-- Start EXTRACT --

Should we worry about the other 50%? – leaving aside how dirty production of petroleum from tar sands and oil shales are (necessary to delay peak oil?) the drive is still to expand the global economy in the cause of ‘Green Growth’ (an oxymoron) so that the benefits of decarbonising standing electricity can easily be lost and we are back to square one – except by that time we will have reached 450 ppm CO2 and 500 ppm CO2 equivalent.
@Newtownian
* Electric trains provide a good alternative to semi-trailers. The balance between the two has shifted back and forth over time, but replacing heavy trucks with trains is one of the easy ones
* Cars and and light trucks can be replaced with existing EVs – they may not have been adopted on a large scale yet, but the technology is proven and the cost is modest relative to GDP.
* Not yet proven, but there’s a lot of work on CO2-absorbing versions of concrete
* What’s with wanting to delay Peak Oil? Apart from the fact that we passed Peak Oil decades ago in terms of consumption per person, it’s obvious that we want to accelerate the arrival of Peak Oil, and certainly stop shale and oil sands
@Hermit
I’m pretty sure I’ve corrected you twice before on this notion of a ‘German coal revival” or “coal generation build out to replace nuclear” nonsense.
All coal fired power stations currently being built in Germany were planned or being built before the decision to close down all Nuclear following Fukishima.
Six coal fired power stations planned have actually been stepped away from in response to the success of renewables.
Some of the new coal burners are state of the art, highly efficient plants with quick start up designed to back up renewables and will replace older plants.
No additional coal plants will be needed.
In regards to geothermal funding, it has been a pittance. More public money has been wasted on FAILED Carbon Capture and Storage than has been invested in geothermal efforts and the conditions placed on geothermal companies for access to public funds were far too extreme for most to access.
Iain, given that solar was prohibitively expensive until five years ago, its hardly surprising nowhere has yet built a system on solar and wind alone. Add in that most of the places with the wealth to lead on this either have little Sun (eg Scandinavia) or are oil states with an incentive not to promote renewables the only places where it might have been done were Australia, south-west USA or Hawaii. Hardly surprising none have done it, and hardly indicative that it can’t be in places with plenty of Sun and wind . It will be tough for places that lack much of one or the other, but that certainly doesn’t mean Australia can’t.
@iain
There are a few island power systems with very high penetrations of renewables. Two that spring to mind are El Hierro in the Canary Islands and Tokelau.
@may
Yes, wouldn’t it be nice to have a functioning media not monopolised by climate-change-denying neo-cons?
For example, how many people in Australia who rely on Murdoch/Fairfax/ABC/SBS for “news” know that a fully solar powered plane is flying across the US at the moment – and that it can fly night and day?
On the weekend it flew from San Franscisco to Phoenix. I thought that might be interesting for the people our “media” pretend to be informing.

-- End EXTRACT --
-- Start RECORDS --

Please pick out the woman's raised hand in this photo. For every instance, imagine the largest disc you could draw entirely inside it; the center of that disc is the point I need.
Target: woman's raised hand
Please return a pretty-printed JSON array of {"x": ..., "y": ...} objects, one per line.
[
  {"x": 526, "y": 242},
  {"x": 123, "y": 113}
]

-- End RECORDS --

SHORT PROBLEM 1:
From the energy comment thread, quote the passage that begins with the words containing "In regards to" and ends with "most to access.".
SHORT PROBLEM 2:
Print every one of the records above again, line for line, with nothing changed.

EXPECTED ANSWER 1:
In regards to geothermal funding, it has been a pittance. More public money has been wasted on FAILED Carbon Capture and Storage than has been invested in geothermal efforts and the conditions placed on geothermal companies for access to public funds were far too extreme for most to access.

EXPECTED ANSWER 2:
Please pick out the woman's raised hand in this photo. For every instance, imagine the largest disc you could draw entirely inside it; the center of that disc is the point I need.
Target: woman's raised hand
Please return a pretty-printed JSON array of {"x": ..., "y": ...} objects, one per line.
[
  {"x": 526, "y": 242},
  {"x": 123, "y": 113}
]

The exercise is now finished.